— TASK TO CARRY OUT —
Locate the line that contains "locate: bare tree", then copy it and all later lines of the data below exactly, through the last one.

— PROVIDED MATERIAL —
begin
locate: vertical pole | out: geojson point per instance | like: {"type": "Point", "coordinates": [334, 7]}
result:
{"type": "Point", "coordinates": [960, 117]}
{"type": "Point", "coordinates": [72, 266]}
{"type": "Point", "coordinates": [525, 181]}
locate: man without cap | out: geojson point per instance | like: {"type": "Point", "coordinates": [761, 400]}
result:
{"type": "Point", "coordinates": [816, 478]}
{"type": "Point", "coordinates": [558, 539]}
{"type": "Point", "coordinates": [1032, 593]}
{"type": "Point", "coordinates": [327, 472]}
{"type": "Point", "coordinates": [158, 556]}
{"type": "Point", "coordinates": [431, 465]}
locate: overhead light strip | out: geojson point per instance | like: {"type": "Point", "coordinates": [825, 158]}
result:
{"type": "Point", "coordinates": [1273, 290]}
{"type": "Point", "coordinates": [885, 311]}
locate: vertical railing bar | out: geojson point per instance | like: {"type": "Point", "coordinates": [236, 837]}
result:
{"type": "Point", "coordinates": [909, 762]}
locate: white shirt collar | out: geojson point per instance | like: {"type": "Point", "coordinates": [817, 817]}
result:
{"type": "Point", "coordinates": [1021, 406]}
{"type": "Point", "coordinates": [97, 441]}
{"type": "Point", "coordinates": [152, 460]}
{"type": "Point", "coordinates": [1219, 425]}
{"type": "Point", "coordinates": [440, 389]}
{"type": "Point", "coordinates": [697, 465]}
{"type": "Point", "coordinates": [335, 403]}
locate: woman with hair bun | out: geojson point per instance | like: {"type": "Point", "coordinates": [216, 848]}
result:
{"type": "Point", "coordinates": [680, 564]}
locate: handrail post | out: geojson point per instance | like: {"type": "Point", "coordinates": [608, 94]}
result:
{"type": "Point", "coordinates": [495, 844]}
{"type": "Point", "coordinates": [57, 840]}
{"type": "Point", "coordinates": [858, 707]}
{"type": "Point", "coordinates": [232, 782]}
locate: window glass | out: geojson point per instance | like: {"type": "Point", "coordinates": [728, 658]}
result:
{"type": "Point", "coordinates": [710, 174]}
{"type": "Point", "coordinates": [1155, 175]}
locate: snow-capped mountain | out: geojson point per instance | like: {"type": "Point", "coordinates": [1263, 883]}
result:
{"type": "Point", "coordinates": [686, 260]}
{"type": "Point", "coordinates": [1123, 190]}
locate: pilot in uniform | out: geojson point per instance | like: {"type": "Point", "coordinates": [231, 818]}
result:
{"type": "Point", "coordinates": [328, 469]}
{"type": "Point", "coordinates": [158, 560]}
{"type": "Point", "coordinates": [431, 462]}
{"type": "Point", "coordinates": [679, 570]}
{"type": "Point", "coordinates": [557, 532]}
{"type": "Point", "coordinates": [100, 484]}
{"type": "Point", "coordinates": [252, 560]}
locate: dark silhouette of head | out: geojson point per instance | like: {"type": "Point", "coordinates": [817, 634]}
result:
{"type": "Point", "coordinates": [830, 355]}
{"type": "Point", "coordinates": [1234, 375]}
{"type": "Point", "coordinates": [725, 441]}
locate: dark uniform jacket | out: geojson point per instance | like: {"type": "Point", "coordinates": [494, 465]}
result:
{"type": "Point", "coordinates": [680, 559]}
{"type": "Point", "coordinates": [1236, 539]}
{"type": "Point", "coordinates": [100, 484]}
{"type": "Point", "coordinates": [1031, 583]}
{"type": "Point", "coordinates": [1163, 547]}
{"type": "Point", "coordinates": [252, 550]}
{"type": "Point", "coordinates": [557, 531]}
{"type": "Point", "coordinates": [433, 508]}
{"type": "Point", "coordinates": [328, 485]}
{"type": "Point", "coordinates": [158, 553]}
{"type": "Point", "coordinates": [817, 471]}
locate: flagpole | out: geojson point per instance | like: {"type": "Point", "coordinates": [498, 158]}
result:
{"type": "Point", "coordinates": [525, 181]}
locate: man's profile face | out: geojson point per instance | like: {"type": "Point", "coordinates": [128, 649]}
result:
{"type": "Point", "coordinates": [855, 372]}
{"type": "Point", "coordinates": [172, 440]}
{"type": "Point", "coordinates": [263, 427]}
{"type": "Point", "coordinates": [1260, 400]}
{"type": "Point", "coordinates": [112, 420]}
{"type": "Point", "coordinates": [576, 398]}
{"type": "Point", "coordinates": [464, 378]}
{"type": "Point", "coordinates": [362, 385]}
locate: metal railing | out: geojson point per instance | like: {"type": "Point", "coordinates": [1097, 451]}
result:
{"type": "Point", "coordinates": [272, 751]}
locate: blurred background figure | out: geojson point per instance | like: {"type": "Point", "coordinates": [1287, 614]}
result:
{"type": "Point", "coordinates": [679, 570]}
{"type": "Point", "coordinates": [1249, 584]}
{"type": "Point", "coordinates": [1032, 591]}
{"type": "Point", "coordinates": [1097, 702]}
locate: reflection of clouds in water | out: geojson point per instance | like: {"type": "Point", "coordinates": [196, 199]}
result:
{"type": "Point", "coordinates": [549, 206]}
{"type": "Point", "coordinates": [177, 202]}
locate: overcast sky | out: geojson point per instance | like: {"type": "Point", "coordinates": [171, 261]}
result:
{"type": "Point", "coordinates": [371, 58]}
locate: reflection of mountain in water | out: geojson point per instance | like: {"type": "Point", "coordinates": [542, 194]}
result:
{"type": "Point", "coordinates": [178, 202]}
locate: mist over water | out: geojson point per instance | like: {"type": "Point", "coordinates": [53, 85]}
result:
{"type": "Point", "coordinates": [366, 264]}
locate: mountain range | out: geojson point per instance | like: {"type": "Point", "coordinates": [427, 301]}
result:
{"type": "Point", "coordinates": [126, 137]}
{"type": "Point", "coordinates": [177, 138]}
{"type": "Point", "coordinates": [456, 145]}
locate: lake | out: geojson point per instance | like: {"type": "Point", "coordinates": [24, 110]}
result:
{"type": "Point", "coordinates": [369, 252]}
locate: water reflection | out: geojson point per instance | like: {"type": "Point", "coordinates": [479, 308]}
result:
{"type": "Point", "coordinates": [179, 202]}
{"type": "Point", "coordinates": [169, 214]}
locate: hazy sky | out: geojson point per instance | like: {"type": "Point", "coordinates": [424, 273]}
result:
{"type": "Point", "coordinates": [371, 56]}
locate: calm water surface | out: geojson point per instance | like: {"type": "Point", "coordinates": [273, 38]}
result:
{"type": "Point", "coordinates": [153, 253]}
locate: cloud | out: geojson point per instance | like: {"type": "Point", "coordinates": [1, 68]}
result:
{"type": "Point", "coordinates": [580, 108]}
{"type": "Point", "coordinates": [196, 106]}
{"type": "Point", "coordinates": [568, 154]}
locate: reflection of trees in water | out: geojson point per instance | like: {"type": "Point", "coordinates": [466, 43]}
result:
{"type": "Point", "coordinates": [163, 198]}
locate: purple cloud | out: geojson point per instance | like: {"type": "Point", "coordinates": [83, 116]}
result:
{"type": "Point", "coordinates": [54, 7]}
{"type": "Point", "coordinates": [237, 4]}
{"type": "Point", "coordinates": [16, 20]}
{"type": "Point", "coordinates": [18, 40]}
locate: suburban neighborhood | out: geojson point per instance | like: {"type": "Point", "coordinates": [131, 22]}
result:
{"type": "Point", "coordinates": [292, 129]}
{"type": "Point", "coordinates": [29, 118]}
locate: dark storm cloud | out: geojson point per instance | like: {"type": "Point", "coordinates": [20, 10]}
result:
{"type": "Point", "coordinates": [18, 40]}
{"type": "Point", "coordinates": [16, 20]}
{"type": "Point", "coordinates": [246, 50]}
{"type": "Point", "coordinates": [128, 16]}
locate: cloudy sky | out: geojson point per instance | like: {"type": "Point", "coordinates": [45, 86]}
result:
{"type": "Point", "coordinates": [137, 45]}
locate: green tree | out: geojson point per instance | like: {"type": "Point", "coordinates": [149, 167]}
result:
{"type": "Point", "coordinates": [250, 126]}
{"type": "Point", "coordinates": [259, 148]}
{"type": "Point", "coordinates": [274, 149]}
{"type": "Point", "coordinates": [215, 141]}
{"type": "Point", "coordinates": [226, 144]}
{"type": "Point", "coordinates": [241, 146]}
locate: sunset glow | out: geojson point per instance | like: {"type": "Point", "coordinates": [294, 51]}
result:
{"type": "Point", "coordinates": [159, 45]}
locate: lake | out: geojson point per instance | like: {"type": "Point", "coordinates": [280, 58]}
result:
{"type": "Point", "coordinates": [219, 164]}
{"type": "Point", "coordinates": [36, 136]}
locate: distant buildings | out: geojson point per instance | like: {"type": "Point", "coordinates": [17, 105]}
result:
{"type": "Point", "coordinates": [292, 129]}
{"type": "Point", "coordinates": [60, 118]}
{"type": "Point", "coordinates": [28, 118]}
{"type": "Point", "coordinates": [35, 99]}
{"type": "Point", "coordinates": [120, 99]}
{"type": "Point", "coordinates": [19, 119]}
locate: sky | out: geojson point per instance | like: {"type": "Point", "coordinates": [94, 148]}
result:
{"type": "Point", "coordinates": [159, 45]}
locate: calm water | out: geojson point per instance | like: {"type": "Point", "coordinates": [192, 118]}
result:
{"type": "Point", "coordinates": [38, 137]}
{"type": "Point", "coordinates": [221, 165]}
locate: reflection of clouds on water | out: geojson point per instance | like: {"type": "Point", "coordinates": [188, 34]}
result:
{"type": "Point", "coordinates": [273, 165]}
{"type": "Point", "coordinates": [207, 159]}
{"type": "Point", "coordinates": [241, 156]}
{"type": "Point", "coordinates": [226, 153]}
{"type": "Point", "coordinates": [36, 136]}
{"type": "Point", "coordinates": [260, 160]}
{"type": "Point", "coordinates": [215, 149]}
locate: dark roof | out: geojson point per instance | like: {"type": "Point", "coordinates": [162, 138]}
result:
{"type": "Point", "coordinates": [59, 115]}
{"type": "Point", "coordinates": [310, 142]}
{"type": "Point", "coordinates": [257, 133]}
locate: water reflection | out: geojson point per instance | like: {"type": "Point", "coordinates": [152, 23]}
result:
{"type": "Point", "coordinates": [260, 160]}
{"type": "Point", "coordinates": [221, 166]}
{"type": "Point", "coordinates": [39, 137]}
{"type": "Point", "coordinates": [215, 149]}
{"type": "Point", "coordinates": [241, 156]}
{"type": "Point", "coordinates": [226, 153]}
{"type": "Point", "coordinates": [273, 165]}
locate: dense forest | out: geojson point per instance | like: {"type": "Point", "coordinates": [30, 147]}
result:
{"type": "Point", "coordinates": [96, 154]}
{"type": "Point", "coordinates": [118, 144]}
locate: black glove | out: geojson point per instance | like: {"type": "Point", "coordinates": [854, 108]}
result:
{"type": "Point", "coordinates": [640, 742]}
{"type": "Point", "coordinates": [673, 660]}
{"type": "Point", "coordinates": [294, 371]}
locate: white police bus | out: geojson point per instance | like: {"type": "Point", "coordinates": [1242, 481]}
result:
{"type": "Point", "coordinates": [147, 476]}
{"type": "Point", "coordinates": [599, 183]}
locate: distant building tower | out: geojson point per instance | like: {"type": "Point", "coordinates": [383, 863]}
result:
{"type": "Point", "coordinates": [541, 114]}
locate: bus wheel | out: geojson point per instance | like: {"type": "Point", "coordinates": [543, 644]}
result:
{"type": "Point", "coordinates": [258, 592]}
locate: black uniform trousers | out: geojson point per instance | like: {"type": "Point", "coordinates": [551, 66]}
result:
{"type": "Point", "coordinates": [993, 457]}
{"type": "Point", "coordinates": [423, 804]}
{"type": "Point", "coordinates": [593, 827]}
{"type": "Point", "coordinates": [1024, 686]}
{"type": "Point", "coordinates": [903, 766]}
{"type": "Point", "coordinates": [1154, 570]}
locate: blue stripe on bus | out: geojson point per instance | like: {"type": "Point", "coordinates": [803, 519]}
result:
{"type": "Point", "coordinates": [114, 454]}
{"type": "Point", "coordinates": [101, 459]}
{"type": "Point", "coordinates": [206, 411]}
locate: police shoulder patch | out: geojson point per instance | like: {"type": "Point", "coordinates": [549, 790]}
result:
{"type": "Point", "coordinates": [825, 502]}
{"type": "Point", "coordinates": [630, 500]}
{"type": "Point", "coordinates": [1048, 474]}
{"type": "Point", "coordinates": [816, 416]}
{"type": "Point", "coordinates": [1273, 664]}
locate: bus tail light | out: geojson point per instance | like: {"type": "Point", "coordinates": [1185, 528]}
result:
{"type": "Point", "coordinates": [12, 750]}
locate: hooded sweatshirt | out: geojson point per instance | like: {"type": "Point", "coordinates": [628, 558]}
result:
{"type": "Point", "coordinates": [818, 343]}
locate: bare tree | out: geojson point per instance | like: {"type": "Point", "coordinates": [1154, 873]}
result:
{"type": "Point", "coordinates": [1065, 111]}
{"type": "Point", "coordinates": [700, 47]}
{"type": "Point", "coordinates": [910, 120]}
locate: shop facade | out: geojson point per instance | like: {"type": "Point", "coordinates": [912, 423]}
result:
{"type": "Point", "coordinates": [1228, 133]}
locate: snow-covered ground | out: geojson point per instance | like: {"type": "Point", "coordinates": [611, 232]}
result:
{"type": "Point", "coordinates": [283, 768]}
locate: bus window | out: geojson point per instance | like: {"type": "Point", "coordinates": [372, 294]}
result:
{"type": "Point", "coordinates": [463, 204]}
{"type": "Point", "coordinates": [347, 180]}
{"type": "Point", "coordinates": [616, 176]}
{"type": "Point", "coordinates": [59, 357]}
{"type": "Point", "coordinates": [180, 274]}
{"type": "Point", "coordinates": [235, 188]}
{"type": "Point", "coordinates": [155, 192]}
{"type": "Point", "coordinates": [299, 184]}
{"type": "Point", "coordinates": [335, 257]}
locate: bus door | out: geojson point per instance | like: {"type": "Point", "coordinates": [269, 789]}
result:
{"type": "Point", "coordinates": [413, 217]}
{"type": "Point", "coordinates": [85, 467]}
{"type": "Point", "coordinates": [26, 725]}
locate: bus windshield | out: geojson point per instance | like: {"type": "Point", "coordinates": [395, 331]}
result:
end
— WRITTEN ANSWER —
locate: bare tree | out: geojson point per instance | like: {"type": "Point", "coordinates": [1154, 873]}
result:
{"type": "Point", "coordinates": [1065, 111]}
{"type": "Point", "coordinates": [700, 47]}
{"type": "Point", "coordinates": [910, 120]}
locate: shop facade | out: geojson point per instance | like: {"type": "Point", "coordinates": [912, 423]}
result:
{"type": "Point", "coordinates": [1228, 133]}
locate: snow-covered ground | out: geojson point per instance | like: {"type": "Point", "coordinates": [611, 232]}
result:
{"type": "Point", "coordinates": [283, 768]}
locate: bus window | out: geojson point per instance | like: {"type": "Point", "coordinates": [372, 294]}
result:
{"type": "Point", "coordinates": [463, 204]}
{"type": "Point", "coordinates": [347, 180]}
{"type": "Point", "coordinates": [616, 176]}
{"type": "Point", "coordinates": [59, 357]}
{"type": "Point", "coordinates": [180, 274]}
{"type": "Point", "coordinates": [235, 188]}
{"type": "Point", "coordinates": [155, 192]}
{"type": "Point", "coordinates": [299, 184]}
{"type": "Point", "coordinates": [335, 257]}
locate: bus door | out: geojson point per instance | like: {"type": "Point", "coordinates": [269, 789]}
result:
{"type": "Point", "coordinates": [413, 217]}
{"type": "Point", "coordinates": [85, 467]}
{"type": "Point", "coordinates": [26, 725]}
locate: bus windshield | out: geojson point per instance | like: {"type": "Point", "coordinates": [395, 331]}
result:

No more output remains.